- [Problem to solve] Collect every line in the listing below that contains the word "logo", keeping the lines in their original order. Matching is case-sensitive.

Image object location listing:
━━━━━━━━━━

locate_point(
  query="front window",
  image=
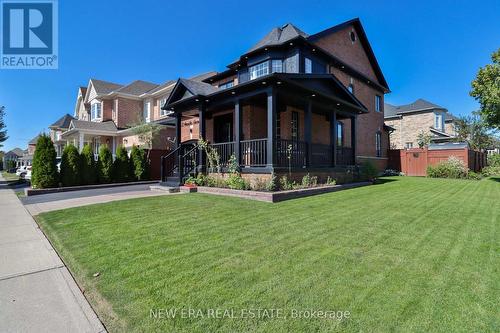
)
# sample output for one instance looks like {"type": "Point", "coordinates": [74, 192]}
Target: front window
{"type": "Point", "coordinates": [438, 121]}
{"type": "Point", "coordinates": [340, 134]}
{"type": "Point", "coordinates": [378, 103]}
{"type": "Point", "coordinates": [259, 70]}
{"type": "Point", "coordinates": [295, 126]}
{"type": "Point", "coordinates": [378, 144]}
{"type": "Point", "coordinates": [308, 66]}
{"type": "Point", "coordinates": [226, 85]}
{"type": "Point", "coordinates": [95, 111]}
{"type": "Point", "coordinates": [147, 111]}
{"type": "Point", "coordinates": [277, 66]}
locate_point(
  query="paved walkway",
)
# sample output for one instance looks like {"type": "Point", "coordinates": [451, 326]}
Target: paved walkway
{"type": "Point", "coordinates": [37, 292]}
{"type": "Point", "coordinates": [47, 202]}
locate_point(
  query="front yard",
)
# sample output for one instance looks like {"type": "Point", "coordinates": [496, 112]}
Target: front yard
{"type": "Point", "coordinates": [411, 254]}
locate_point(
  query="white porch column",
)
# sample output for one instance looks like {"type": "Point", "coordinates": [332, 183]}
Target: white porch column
{"type": "Point", "coordinates": [80, 144]}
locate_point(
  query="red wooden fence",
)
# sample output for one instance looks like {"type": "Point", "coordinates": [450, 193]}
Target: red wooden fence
{"type": "Point", "coordinates": [414, 161]}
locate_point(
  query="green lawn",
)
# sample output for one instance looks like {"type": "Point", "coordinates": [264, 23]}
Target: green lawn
{"type": "Point", "coordinates": [411, 254]}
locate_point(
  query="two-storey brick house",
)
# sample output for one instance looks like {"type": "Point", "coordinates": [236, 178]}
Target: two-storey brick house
{"type": "Point", "coordinates": [410, 120]}
{"type": "Point", "coordinates": [312, 103]}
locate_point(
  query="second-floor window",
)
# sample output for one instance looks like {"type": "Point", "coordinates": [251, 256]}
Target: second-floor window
{"type": "Point", "coordinates": [307, 66]}
{"type": "Point", "coordinates": [438, 121]}
{"type": "Point", "coordinates": [95, 111]}
{"type": "Point", "coordinates": [259, 70]}
{"type": "Point", "coordinates": [378, 144]}
{"type": "Point", "coordinates": [147, 111]}
{"type": "Point", "coordinates": [162, 104]}
{"type": "Point", "coordinates": [226, 85]}
{"type": "Point", "coordinates": [276, 66]}
{"type": "Point", "coordinates": [378, 103]}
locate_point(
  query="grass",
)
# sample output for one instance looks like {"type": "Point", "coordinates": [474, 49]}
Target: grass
{"type": "Point", "coordinates": [411, 254]}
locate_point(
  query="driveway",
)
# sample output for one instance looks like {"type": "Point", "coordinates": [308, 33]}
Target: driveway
{"type": "Point", "coordinates": [37, 292]}
{"type": "Point", "coordinates": [54, 201]}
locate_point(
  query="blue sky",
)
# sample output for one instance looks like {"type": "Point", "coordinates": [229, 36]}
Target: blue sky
{"type": "Point", "coordinates": [426, 49]}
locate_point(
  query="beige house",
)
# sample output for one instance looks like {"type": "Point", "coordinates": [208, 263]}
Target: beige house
{"type": "Point", "coordinates": [408, 121]}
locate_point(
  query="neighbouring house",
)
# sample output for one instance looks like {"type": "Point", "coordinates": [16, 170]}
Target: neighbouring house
{"type": "Point", "coordinates": [408, 121]}
{"type": "Point", "coordinates": [306, 103]}
{"type": "Point", "coordinates": [57, 129]}
{"type": "Point", "coordinates": [13, 155]}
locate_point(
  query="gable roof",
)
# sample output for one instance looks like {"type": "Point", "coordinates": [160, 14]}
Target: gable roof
{"type": "Point", "coordinates": [356, 23]}
{"type": "Point", "coordinates": [137, 88]}
{"type": "Point", "coordinates": [62, 122]}
{"type": "Point", "coordinates": [418, 105]}
{"type": "Point", "coordinates": [104, 87]}
{"type": "Point", "coordinates": [279, 36]}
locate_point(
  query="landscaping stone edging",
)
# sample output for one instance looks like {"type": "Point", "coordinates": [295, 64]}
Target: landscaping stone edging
{"type": "Point", "coordinates": [37, 191]}
{"type": "Point", "coordinates": [278, 196]}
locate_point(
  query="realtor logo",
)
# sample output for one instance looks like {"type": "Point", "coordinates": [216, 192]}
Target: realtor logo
{"type": "Point", "coordinates": [29, 34]}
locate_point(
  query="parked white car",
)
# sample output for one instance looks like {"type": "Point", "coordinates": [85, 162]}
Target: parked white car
{"type": "Point", "coordinates": [21, 170]}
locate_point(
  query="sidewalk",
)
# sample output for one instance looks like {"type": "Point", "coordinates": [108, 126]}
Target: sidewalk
{"type": "Point", "coordinates": [37, 292]}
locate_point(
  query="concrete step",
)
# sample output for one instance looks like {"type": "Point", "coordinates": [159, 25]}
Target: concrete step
{"type": "Point", "coordinates": [165, 188]}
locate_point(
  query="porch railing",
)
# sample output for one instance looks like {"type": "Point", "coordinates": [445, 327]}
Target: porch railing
{"type": "Point", "coordinates": [253, 153]}
{"type": "Point", "coordinates": [291, 153]}
{"type": "Point", "coordinates": [225, 150]}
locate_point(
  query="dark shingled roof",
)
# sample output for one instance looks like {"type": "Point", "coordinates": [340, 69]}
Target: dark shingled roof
{"type": "Point", "coordinates": [90, 125]}
{"type": "Point", "coordinates": [278, 36]}
{"type": "Point", "coordinates": [198, 88]}
{"type": "Point", "coordinates": [104, 87]}
{"type": "Point", "coordinates": [34, 140]}
{"type": "Point", "coordinates": [137, 88]}
{"type": "Point", "coordinates": [419, 105]}
{"type": "Point", "coordinates": [62, 122]}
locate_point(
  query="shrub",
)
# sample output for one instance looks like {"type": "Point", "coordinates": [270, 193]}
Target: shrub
{"type": "Point", "coordinates": [494, 160]}
{"type": "Point", "coordinates": [121, 166]}
{"type": "Point", "coordinates": [368, 171]}
{"type": "Point", "coordinates": [88, 166]}
{"type": "Point", "coordinates": [452, 168]}
{"type": "Point", "coordinates": [105, 165]}
{"type": "Point", "coordinates": [44, 169]}
{"type": "Point", "coordinates": [70, 166]}
{"type": "Point", "coordinates": [490, 171]}
{"type": "Point", "coordinates": [140, 165]}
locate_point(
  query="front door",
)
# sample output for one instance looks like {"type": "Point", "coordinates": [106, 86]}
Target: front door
{"type": "Point", "coordinates": [223, 128]}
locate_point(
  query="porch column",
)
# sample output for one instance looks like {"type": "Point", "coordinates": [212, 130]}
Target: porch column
{"type": "Point", "coordinates": [203, 135]}
{"type": "Point", "coordinates": [178, 120]}
{"type": "Point", "coordinates": [333, 137]}
{"type": "Point", "coordinates": [353, 138]}
{"type": "Point", "coordinates": [271, 127]}
{"type": "Point", "coordinates": [80, 142]}
{"type": "Point", "coordinates": [237, 130]}
{"type": "Point", "coordinates": [308, 131]}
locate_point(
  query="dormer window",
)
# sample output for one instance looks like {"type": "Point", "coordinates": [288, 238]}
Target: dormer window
{"type": "Point", "coordinates": [95, 111]}
{"type": "Point", "coordinates": [259, 70]}
{"type": "Point", "coordinates": [277, 66]}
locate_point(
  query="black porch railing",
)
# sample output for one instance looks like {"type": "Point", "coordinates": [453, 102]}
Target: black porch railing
{"type": "Point", "coordinates": [253, 153]}
{"type": "Point", "coordinates": [345, 156]}
{"type": "Point", "coordinates": [291, 153]}
{"type": "Point", "coordinates": [224, 150]}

━━━━━━━━━━

- [Result for this exercise]
  query="realtor logo",
Target: realtor logo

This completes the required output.